Natural-language object grounding data:

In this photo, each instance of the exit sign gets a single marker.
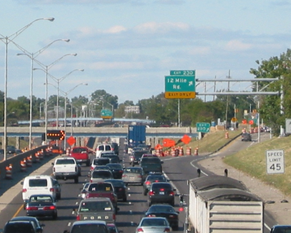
(183, 72)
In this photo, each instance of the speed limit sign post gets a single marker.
(275, 161)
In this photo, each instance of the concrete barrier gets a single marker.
(15, 161)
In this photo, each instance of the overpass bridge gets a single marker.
(121, 132)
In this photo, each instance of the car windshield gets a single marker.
(104, 187)
(162, 209)
(95, 206)
(101, 174)
(89, 228)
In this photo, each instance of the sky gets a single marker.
(127, 47)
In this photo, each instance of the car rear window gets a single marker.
(132, 170)
(154, 222)
(104, 187)
(95, 206)
(65, 161)
(38, 183)
(90, 227)
(100, 161)
(18, 227)
(158, 186)
(79, 150)
(101, 174)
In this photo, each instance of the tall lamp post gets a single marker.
(46, 70)
(33, 56)
(65, 120)
(7, 40)
(58, 80)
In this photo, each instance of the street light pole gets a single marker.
(7, 40)
(46, 70)
(58, 87)
(33, 56)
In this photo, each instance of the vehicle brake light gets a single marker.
(31, 208)
(167, 229)
(151, 215)
(49, 208)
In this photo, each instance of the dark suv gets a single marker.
(161, 192)
(21, 226)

■ Work item
Set down the entries word for word, omitting all pictures.

■ Output for this exercise
In this photo, each instance of the exit sign gets a single marker.
(183, 72)
In this photo, each instance of the speed limit sign post gets a single marker.
(275, 161)
In this photo, each instance of the concrete barrier gets a single marker.
(15, 161)
In this photo, each instance of the overpass bridge gets a single marker.
(121, 132)
In this photo, each instance of the car windshield gets a single marker.
(104, 187)
(162, 209)
(95, 206)
(101, 174)
(89, 228)
In this photo, each instance of the sky gets a single marker.
(127, 47)
In this photo, each instance of the car rear window gets a single marker.
(132, 170)
(154, 222)
(104, 187)
(95, 206)
(65, 161)
(38, 183)
(90, 227)
(100, 161)
(18, 227)
(158, 186)
(79, 150)
(101, 174)
In this photo, each instance of the tall lamp post gets a single marker.
(46, 70)
(33, 56)
(65, 120)
(7, 40)
(58, 80)
In this photo, each instance of the street light pole gets a single marker.
(7, 40)
(46, 70)
(58, 87)
(33, 56)
In this photo, each instance of the vehicle brake light gets a single marker.
(31, 208)
(167, 229)
(151, 215)
(49, 208)
In this photo, each instance of the dark suv gets a single marker.
(161, 192)
(21, 226)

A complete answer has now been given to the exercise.